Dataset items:
┌────────

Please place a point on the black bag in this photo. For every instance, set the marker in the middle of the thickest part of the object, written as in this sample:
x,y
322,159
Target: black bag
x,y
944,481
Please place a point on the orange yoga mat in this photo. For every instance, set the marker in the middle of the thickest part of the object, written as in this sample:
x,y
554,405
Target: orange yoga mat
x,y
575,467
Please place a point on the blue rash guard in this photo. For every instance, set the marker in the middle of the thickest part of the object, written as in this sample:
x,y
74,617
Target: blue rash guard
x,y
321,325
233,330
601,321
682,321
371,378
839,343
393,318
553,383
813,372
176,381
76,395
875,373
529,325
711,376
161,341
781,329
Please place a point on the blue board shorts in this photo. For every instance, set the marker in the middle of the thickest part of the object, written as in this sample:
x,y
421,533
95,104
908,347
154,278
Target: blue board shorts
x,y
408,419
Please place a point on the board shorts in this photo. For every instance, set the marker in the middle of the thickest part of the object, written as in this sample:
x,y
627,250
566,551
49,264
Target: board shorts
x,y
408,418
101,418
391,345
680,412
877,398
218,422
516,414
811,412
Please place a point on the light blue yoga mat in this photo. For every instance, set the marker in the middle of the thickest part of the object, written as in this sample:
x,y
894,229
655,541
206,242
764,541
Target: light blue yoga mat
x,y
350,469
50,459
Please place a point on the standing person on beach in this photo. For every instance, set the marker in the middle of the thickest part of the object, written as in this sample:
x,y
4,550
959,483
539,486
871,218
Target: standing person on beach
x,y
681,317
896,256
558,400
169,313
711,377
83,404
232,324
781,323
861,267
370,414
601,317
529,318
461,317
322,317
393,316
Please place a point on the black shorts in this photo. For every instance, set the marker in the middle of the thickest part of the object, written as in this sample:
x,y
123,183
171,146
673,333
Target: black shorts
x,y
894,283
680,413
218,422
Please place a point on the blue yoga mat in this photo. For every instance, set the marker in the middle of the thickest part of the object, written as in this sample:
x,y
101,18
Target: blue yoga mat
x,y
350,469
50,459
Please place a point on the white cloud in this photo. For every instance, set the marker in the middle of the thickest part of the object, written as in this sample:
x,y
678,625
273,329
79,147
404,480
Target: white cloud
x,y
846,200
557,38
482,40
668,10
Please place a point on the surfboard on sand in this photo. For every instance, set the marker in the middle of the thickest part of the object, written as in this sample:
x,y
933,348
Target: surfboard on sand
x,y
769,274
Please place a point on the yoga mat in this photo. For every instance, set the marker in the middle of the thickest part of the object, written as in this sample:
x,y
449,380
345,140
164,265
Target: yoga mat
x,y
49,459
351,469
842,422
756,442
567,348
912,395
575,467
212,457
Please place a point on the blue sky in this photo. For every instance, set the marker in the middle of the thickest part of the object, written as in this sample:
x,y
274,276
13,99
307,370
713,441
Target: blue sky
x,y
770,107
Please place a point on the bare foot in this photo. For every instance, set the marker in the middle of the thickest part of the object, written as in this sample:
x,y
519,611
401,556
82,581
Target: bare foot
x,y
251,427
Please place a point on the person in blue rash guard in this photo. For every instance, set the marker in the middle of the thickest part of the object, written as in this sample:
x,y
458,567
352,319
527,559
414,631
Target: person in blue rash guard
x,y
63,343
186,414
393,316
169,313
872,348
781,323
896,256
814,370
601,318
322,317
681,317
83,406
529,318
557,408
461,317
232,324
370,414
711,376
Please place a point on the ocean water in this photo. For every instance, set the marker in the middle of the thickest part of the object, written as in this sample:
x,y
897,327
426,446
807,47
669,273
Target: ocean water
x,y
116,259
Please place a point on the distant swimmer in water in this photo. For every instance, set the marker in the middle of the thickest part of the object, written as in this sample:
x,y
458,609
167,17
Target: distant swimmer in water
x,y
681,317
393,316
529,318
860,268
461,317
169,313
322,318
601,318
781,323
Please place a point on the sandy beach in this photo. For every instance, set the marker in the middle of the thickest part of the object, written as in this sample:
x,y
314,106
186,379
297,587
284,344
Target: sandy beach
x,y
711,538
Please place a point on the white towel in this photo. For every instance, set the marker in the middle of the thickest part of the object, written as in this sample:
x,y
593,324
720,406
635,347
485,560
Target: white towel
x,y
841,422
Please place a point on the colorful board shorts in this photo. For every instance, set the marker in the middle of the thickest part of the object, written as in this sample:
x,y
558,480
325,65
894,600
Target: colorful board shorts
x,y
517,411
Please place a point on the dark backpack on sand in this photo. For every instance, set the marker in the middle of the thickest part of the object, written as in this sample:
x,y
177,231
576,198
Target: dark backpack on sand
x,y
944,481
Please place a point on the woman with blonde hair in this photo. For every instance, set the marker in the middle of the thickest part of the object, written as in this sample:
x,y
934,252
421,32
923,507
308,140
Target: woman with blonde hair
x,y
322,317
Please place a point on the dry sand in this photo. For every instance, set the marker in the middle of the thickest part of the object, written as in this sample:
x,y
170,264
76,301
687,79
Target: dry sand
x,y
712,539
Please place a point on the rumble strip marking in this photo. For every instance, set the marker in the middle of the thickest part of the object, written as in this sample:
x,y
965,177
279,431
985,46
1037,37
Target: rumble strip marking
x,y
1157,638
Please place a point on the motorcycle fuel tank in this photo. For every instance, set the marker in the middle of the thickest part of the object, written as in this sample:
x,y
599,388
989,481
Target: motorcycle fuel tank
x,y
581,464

└────────

» Exercise goal
From the line holding "Please place a point on the colorful" down to the last line of the records above, restate each line exactly as written.

» Response to this task
Please place a point on the colorful board shorts in this photo. For every instance, set the marker in the middle of the thickest part of the object, written as in this sample:
x,y
558,480
325,65
894,600
Target: colorful board shorts
x,y
517,411
Please place a point on the dark backpack on sand in this photo. For every instance, set the marker in the middle of the thickest part of the object, written as in this sample:
x,y
177,231
576,198
Target: dark backpack on sand
x,y
944,481
Please place a point on the woman with blonde hair in this photo. For every instance, set the marker in the middle of the thickest part of the object, written as in this sample:
x,y
934,252
421,32
923,507
308,140
Target: woman with blonde hair
x,y
322,317
Please place a point on the dry sand in this photo. For every instance, set the marker in the middle of the thickest part of the object, written as in this sample:
x,y
170,264
76,301
687,79
Target: dry sand
x,y
712,539
Please place a point on the rumble strip marking in this photo. For every instance, set the marker in the middle of the thickest part of the object, written as in this sample:
x,y
965,177
279,431
985,46
1037,37
Target: rumble strip marking
x,y
1157,638
Please place a point on the motorcycle fuel tank in this photo. For every instance, set the marker in the middle of the thickest part of the object, written as in this sample:
x,y
599,388
989,481
Target: motorcycle fuel tank
x,y
581,464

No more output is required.